* Stated goal 1
Answer these questions using the risk-factor text.
(a) What goodwill and intangible asset impairment charges did the Company incur for the years ended December 31, 2015 and 2014?
(b) Which two businesses are named as currently subject to federal, state, and local laws and regulations?
(c) What kind of liability do certain such laws impose?
* Stated goal 2
Proceed with the risk-factor text on impairment charges and regulatory compliance from where it stops.

## START Document excerpt

We may incur impairments charges related to our long-lived assets. We periodically evaluate the carrying value of our long-lived assets, including our property and equipment, identified intangible assets, and goodwill for impairment. In performing these assessments we rely on cash flow projections based on our current operating plans, estimates, and judgments. We could incur impairment charges if our actual results are materially different from such cash flow projections, which could have a material adverse effect on our financial position and results of operations. For the years ended December 31, 2015 and 2014, the Company incurred goodwill and intangible asset impairment charges of $25.6 million and $36.7 million, respectively.
We could incur significant costs in the future to maintain regulatory compliance. Our Energy and Sports businesses are currently subject to federal, state, and local laws and regulations pertaining to worker safety, the handling of hazardous materials, transportation standards, and the environment, and may be subject to additional regulations in the future, including any regarding the emission of greenhouse gases. We may be required to obtain and maintain permits, approvals, and certificates from various authorities and incur other capital and operational costs in order to comply with such laws and regulations. Failure to comply with such laws and regulations could result in the assessment of penalties, imposition of cleanup and site restoration costs and liens, revocation of permits, or orders to limit or cease certain operations. In addition, certain such laws impose joint and several liability that could cause us to become liable for the conduct of others or for consequences of our own actions that were in compliance with all applicable laws at the time of those actions. While the cost of such compliance has not been significant in the past, new laws, regulations, and enforcement policies could become more stringent and significantly increase our compliance costs or limit our future business opportunities, which could have a material adverse effect on our results of operations and financial condition.

## END Document excerpt
## START Data shown

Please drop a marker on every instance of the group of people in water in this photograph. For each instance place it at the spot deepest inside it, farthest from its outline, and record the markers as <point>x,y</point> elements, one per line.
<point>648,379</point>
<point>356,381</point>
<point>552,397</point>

## END Data shown

* Written reply 1
(a) $25.6 million for 2015 and $36.7 million for 2014.
(b) The Energy and Sports businesses.
(c) Joint and several liability.

* Written reply 2
We are subject to certain banking regulatory requirements that could impact our investing decisions. Under Section 619 (the “Volcker Rule”) of The Dodd-Frank Wall Street Reform and Consumer Protection Act, we are a banking entity by virtue of being an affiliate of WebBank, an industrial bank owned by Steel Partners, which beneficially owned approximately 58.3% of the Company's common stock as of December 31, 2015. The Volcker Rule generally restricts certain banking entities from engaging in proprietary trading activities and owning equity in or sponsoring any private equity or hedge fund. The restrictions on proprietary trading activities went into effect on July 21, 2015. Under these restrictions and subject to certain exclusions, we are prohibited from engaging in certain trading activities, including trading for short-term resale and benefiting from short-term price movements. We generally have a long-term investment strategy, and we do not believe that our recent investing activities would have been prohibited by restrictions under the Volcker Rule, although such restrictions could prohibit us from making certain investment decisions in the future.

We may not be able to implement commercially competitive services and products, which could have an adverse effect on our results of operations. The market for our Energy business is characterized by continual technological developments to provide better and more reliable performance and services. Our inability to implement commercially competitive services and access commercially competitive products in a timely manner in response to changes in technology or our existing technologies and work processes becoming obsolete could have an adverse effect on our results of operations.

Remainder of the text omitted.